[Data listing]
_ _ _ _ _

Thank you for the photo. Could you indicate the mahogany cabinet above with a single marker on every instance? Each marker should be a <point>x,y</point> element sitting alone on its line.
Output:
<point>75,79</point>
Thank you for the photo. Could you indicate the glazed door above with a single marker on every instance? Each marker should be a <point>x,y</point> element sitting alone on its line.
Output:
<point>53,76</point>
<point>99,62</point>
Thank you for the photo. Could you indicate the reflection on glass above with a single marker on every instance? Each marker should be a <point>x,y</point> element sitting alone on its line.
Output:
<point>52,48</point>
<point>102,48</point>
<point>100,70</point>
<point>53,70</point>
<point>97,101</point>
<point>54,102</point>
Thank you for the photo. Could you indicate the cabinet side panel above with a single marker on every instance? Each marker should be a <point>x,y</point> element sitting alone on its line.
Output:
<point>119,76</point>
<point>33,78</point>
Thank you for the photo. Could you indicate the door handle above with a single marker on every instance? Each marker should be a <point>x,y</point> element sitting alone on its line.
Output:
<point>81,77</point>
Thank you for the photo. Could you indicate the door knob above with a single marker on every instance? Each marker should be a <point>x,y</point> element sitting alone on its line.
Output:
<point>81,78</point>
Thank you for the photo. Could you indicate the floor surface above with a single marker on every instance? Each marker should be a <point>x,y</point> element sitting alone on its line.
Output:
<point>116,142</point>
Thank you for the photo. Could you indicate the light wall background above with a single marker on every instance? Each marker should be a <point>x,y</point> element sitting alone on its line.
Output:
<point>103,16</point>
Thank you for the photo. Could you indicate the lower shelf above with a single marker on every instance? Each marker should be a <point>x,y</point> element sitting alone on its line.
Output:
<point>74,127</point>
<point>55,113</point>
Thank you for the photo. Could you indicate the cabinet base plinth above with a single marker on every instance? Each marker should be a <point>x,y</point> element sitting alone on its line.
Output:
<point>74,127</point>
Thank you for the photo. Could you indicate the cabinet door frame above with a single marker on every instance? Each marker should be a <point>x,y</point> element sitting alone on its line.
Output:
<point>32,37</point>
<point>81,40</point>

_ _ _ _ _

Brief
Edit the data above so that every "single marker" becomes "single dot", and keep every other part unchanged.

Answer to the task
Thank you for the photo. Could you indicate the mahogany cabinet above with a single dot on every instance? Each marker should be a <point>x,y</point> element sitting alone on its line.
Output:
<point>75,79</point>
Thank you for the photo. Could you indicate the glazed door above with a single dot on every instance? Each marker should be a <point>x,y</point> element sitting alone on its line.
Output:
<point>53,76</point>
<point>99,62</point>
Thank you for the photo. Could you indicate the reflection on glass above with a single dot on every instance? Each marker should be a <point>x,y</point> element sitting alone on its line.
Output:
<point>52,48</point>
<point>102,48</point>
<point>100,70</point>
<point>53,70</point>
<point>97,101</point>
<point>54,102</point>
Thank you for the photo. Could you indicate the cabinet side panel above with a single dot on every instance? Each marker should be a <point>x,y</point> element sitting alone on its line.
Output:
<point>119,76</point>
<point>33,78</point>
Thank you for the photo. Could you indicate the door handle above with a single dot on every instance? Each marker should be a <point>x,y</point> element sitting alone on its line.
Output:
<point>81,77</point>
Thank you for the photo. Could you indicate the door knob above with a single dot on every instance? Each marker should be a <point>x,y</point> element sitting alone on its line.
Output:
<point>81,78</point>
Thank you for the photo. Could you indicate the floor surface above with a single dot on every instance? Each marker should be a <point>x,y</point> element sitting alone on its line.
Output:
<point>116,142</point>
Thank you for the photo. Could you indicate the light wall background above with a single dot on every instance? Each marker should be a <point>x,y</point> element sitting alone on its line.
Output:
<point>103,16</point>
Thank you for the photo. Could you indicate the lower shelf above with a single dot on every instance? Each marker should be a <point>x,y</point> element sitting alone on its line.
Output:
<point>74,127</point>
<point>55,113</point>
Thank you for the photo. Could you indicate the cabinet base plinth above with a single dot on every instance? Each marker should be a <point>x,y</point> element sitting alone on its line.
Output:
<point>74,127</point>
Thank you for the photo. Could you indicate the cabinet door frame above with a single dot on every instance? Each marker should be a <point>x,y</point> element sitting alone on its line.
Output:
<point>32,37</point>
<point>81,40</point>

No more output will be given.